BEGIN Supplied data

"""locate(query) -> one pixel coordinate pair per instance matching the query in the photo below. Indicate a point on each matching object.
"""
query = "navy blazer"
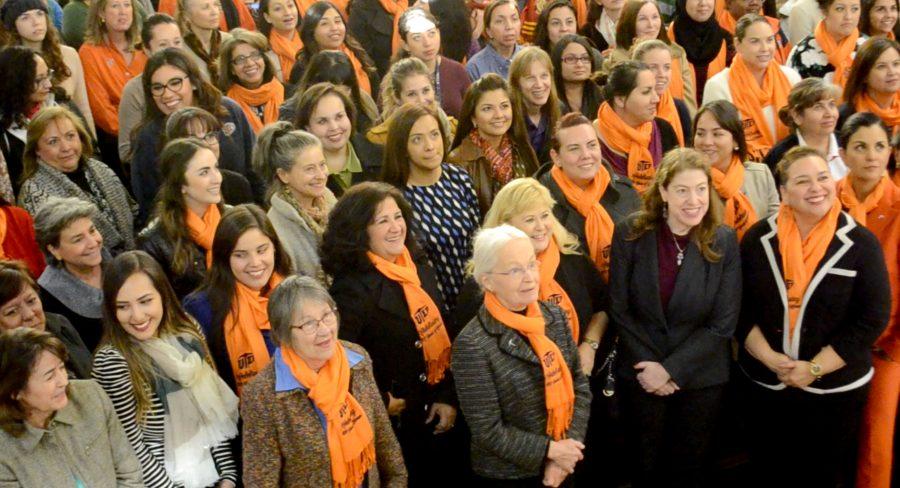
(691, 338)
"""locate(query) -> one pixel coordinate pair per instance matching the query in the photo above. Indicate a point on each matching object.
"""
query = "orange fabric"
(203, 230)
(243, 332)
(598, 225)
(270, 94)
(800, 257)
(739, 212)
(423, 312)
(840, 54)
(551, 291)
(106, 73)
(750, 98)
(559, 389)
(286, 50)
(635, 142)
(351, 440)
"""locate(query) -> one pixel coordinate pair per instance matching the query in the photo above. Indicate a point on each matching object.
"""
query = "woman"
(708, 46)
(502, 27)
(248, 262)
(658, 57)
(172, 81)
(380, 273)
(20, 306)
(188, 210)
(110, 56)
(293, 163)
(812, 114)
(814, 356)
(153, 363)
(420, 38)
(325, 110)
(57, 162)
(324, 29)
(247, 76)
(441, 195)
(874, 83)
(574, 67)
(828, 52)
(870, 197)
(517, 371)
(328, 374)
(675, 284)
(56, 431)
(632, 138)
(491, 142)
(26, 24)
(746, 189)
(756, 84)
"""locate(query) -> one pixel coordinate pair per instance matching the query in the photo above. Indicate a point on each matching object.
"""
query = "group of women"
(320, 243)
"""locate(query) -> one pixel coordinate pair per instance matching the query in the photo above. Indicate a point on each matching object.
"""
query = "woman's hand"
(446, 417)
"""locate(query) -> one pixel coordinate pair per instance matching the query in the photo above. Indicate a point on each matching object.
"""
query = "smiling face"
(387, 230)
(139, 307)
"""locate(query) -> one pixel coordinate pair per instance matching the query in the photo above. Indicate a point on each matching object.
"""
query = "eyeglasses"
(242, 60)
(311, 326)
(158, 89)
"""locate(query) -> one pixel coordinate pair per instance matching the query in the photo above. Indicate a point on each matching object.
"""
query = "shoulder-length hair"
(650, 216)
(174, 321)
(39, 125)
(346, 238)
(395, 169)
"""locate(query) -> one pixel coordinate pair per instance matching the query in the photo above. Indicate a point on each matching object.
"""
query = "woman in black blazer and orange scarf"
(675, 281)
(809, 366)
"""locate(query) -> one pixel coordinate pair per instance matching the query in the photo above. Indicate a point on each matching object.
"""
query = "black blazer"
(692, 337)
(847, 304)
(374, 315)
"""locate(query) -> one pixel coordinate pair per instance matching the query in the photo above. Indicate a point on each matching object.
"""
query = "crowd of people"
(504, 243)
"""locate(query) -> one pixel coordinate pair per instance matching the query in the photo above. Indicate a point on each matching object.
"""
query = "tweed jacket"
(500, 385)
(284, 438)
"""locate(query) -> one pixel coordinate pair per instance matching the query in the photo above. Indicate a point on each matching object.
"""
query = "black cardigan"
(847, 304)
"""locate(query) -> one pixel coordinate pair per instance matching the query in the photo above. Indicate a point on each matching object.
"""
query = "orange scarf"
(739, 212)
(840, 55)
(351, 440)
(635, 142)
(551, 291)
(423, 312)
(598, 225)
(667, 111)
(800, 258)
(203, 230)
(559, 389)
(750, 98)
(270, 94)
(286, 50)
(243, 332)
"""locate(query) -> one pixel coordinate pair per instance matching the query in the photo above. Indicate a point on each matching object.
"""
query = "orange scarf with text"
(559, 389)
(598, 225)
(840, 54)
(800, 257)
(635, 142)
(750, 98)
(351, 440)
(423, 312)
(243, 331)
(270, 94)
(551, 291)
(739, 212)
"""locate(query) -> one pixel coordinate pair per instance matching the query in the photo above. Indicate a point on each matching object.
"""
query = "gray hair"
(54, 216)
(487, 246)
(287, 298)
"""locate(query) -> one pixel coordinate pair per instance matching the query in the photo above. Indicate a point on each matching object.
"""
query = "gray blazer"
(500, 385)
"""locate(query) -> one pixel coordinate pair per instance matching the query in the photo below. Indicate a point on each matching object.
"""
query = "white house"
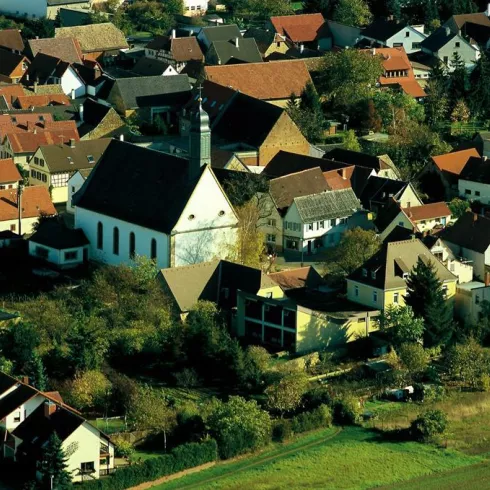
(391, 34)
(319, 220)
(139, 201)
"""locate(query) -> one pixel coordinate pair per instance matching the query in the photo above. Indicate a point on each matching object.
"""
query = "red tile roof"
(35, 200)
(454, 162)
(299, 28)
(8, 171)
(265, 81)
(427, 211)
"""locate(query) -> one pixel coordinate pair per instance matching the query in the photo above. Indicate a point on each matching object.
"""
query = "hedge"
(179, 459)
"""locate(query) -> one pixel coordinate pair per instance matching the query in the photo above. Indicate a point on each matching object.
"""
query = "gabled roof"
(454, 162)
(35, 200)
(55, 234)
(65, 158)
(151, 194)
(153, 91)
(9, 62)
(66, 48)
(9, 171)
(471, 231)
(94, 37)
(300, 28)
(284, 189)
(206, 281)
(393, 260)
(11, 39)
(266, 81)
(427, 211)
(327, 205)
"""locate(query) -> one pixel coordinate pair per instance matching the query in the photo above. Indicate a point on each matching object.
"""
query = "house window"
(100, 236)
(73, 255)
(132, 245)
(115, 241)
(87, 467)
(153, 253)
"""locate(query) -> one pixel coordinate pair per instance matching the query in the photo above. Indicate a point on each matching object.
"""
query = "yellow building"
(382, 280)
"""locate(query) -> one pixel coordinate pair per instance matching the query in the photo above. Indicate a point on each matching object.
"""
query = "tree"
(355, 247)
(150, 410)
(414, 358)
(53, 466)
(285, 395)
(352, 13)
(239, 426)
(351, 142)
(428, 425)
(426, 296)
(400, 323)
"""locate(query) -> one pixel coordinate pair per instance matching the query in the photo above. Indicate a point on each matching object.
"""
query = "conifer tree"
(426, 296)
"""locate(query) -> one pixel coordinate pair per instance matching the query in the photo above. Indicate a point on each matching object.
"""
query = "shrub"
(281, 430)
(306, 421)
(428, 425)
(346, 410)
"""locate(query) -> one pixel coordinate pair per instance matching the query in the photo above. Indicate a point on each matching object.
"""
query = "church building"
(144, 202)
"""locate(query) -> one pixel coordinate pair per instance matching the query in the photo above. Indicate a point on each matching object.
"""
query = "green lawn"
(355, 458)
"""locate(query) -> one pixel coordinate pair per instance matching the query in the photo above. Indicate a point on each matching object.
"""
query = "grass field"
(353, 458)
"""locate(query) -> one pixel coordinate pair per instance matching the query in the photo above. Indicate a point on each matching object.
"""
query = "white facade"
(206, 229)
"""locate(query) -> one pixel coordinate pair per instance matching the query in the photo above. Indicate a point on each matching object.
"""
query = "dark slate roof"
(154, 91)
(327, 205)
(138, 185)
(246, 120)
(471, 231)
(382, 29)
(476, 170)
(54, 234)
(439, 38)
(15, 399)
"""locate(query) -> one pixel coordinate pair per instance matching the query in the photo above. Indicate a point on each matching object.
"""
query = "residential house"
(273, 82)
(382, 164)
(34, 201)
(382, 280)
(101, 42)
(439, 179)
(176, 51)
(99, 120)
(392, 34)
(12, 66)
(11, 40)
(124, 212)
(475, 28)
(217, 281)
(59, 245)
(9, 174)
(474, 180)
(48, 70)
(147, 67)
(308, 31)
(150, 96)
(443, 43)
(318, 220)
(66, 49)
(469, 237)
(53, 165)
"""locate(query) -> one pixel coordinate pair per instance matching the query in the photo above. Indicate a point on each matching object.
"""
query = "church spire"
(199, 140)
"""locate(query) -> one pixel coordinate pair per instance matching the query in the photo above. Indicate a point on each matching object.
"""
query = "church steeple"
(199, 140)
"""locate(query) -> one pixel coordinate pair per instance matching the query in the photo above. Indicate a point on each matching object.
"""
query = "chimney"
(49, 408)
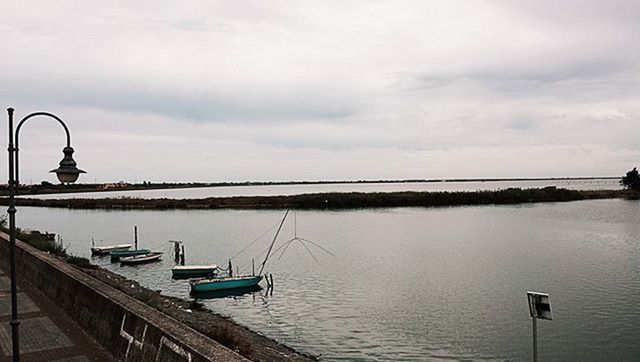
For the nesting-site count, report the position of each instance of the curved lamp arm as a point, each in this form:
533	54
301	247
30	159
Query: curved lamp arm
68	151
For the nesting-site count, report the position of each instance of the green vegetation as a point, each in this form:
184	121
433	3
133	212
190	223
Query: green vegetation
46	242
48	188
337	200
631	180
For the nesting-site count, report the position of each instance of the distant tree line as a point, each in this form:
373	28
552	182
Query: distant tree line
631	180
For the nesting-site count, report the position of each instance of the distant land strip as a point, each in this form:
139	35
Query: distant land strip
336	200
49	188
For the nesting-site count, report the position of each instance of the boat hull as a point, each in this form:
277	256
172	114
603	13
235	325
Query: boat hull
140	259
116	255
185	273
209	285
105	250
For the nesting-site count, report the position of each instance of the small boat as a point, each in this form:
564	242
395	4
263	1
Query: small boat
141	259
124	253
192	271
223	283
117	255
104	250
233	281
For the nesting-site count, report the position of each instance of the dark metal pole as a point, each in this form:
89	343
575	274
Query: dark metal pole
535	341
15	323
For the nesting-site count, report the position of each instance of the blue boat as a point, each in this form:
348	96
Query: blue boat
192	271
224	283
233	281
116	255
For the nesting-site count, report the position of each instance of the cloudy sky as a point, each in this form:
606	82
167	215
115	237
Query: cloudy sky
321	90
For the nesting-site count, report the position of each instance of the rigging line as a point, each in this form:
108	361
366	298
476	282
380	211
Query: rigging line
114	237
253	242
305	246
158	246
273	242
278	248
311	242
285	249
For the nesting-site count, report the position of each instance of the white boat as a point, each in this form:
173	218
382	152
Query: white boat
192	271
104	250
141	259
233	281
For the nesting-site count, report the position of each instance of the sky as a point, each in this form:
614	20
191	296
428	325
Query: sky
213	91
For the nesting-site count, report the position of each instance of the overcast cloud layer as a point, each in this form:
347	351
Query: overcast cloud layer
282	90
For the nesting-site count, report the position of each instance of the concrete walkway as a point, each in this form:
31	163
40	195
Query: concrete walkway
46	333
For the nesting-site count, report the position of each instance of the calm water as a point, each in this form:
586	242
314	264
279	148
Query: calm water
203	192
409	283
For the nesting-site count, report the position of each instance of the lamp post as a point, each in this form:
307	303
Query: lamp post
67	172
539	308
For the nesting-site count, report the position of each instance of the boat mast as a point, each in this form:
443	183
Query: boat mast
273	242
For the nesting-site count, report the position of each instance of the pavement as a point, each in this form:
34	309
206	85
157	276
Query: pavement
46	333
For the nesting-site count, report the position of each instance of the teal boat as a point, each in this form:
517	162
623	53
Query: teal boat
192	271
224	283
116	255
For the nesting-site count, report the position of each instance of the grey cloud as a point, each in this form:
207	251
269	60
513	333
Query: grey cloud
184	104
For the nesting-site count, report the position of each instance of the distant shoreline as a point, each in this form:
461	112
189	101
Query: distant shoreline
44	189
337	200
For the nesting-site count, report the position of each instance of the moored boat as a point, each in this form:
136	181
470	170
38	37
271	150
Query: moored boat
214	284
104	250
117	255
234	281
141	259
192	271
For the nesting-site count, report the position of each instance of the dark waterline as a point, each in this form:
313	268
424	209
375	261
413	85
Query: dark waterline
409	283
273	190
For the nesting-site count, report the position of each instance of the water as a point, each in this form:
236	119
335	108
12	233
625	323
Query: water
271	190
408	283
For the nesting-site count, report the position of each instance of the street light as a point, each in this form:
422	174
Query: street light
67	173
539	308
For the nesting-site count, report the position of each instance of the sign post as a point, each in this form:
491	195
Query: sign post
539	308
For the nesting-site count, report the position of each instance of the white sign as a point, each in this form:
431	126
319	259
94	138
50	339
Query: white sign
539	305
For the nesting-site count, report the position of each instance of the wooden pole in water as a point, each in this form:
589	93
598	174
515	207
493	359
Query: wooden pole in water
273	242
535	340
176	251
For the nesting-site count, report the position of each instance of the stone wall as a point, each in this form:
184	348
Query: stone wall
130	329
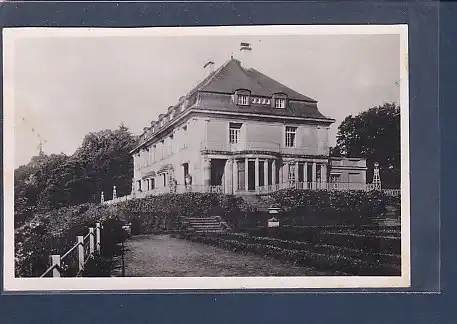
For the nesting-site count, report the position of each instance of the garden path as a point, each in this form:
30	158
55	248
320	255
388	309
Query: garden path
164	256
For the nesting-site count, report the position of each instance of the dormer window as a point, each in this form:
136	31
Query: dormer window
280	103
242	97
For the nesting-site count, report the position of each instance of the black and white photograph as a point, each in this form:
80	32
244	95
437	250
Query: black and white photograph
260	157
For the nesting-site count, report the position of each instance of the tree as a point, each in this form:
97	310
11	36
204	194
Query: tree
53	181
374	135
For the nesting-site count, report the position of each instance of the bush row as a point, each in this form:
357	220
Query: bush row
163	213
332	207
334	263
55	232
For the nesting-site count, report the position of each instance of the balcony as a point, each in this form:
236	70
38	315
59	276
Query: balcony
256	146
348	163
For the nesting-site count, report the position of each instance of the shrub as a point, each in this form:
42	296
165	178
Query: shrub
162	213
327	207
55	232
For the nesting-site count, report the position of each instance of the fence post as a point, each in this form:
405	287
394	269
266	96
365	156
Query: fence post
80	253
97	237
55	262
91	240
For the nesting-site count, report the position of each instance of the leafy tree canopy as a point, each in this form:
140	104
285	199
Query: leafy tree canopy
53	181
374	135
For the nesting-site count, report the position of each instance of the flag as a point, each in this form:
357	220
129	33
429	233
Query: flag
245	46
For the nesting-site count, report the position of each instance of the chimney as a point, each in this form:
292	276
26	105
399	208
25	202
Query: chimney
208	68
245	54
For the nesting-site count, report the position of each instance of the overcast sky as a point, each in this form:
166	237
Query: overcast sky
65	88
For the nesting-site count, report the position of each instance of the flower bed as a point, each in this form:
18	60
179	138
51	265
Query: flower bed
318	248
335	262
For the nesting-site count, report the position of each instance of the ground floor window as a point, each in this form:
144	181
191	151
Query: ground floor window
152	183
241	170
262	173
291	176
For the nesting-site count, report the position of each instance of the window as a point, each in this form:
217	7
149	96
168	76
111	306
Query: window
234	132
290	136
291	175
243	99
280	103
184	137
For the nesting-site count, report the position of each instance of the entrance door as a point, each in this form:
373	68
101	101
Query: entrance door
217	171
310	176
251	175
241	169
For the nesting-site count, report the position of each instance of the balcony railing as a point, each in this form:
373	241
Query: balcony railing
258	146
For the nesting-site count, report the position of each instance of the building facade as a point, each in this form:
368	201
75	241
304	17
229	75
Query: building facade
239	132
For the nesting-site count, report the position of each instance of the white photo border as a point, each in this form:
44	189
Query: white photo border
12	284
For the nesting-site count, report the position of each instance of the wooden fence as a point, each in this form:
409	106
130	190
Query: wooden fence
94	244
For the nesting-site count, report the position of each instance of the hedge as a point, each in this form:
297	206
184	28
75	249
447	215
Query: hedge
162	213
331	206
55	232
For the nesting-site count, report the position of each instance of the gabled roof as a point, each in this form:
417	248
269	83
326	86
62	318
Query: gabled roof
232	76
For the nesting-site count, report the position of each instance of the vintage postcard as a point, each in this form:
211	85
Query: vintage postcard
260	157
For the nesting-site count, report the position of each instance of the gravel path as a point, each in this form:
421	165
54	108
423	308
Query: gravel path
164	256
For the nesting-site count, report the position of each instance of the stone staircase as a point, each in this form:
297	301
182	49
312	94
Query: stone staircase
261	203
390	218
199	225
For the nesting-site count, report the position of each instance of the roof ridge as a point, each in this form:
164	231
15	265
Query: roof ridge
280	83
209	78
257	81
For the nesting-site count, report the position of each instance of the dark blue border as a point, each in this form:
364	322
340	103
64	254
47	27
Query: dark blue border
424	22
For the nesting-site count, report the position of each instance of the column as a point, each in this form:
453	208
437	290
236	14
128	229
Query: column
206	173
305	174
273	171
246	178
281	173
235	175
324	175
265	173
297	165
286	173
314	175
256	174
228	176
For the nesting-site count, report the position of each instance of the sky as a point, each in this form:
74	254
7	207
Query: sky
66	87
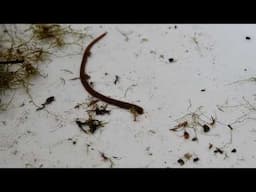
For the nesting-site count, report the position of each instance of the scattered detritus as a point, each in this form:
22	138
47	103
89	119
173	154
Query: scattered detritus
101	110
116	79
187	157
206	128
48	101
23	48
171	60
92	124
233	150
181	161
105	158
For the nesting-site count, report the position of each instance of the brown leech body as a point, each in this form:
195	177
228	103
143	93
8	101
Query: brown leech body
84	79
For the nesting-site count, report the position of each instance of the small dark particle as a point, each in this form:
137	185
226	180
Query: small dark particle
213	121
217	150
77	106
181	162
206	128
93	102
233	150
194	139
93	125
116	79
49	100
105	158
80	125
102	111
188	156
186	135
171	60
230	127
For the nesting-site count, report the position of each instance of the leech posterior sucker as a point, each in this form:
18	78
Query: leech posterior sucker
84	77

END Supplied data

_Set problem_: Reproduce only the lines running from the one with "of the brown" through the final line of the listing above, both ends included.

_Result below_:
For the nesting-site count, report the position of each instance of the brown leech body as a point, each in this form:
195	177
228	103
143	93
8	101
Query: brown leech body
84	79
For the nesting-site count, report the position of each instance of the small dark particle as a point, each in this form:
137	185
226	180
Query: small dark particle
213	121
217	150
77	106
181	162
206	128
93	102
233	150
194	139
93	125
116	79
49	100
105	158
80	125
102	111
188	156
186	135
171	60
230	127
For the nesting-site count, report the position of each instance of the leech posterior sucker as a point, each in this form:
18	78
Query: leech posterior sucker
84	77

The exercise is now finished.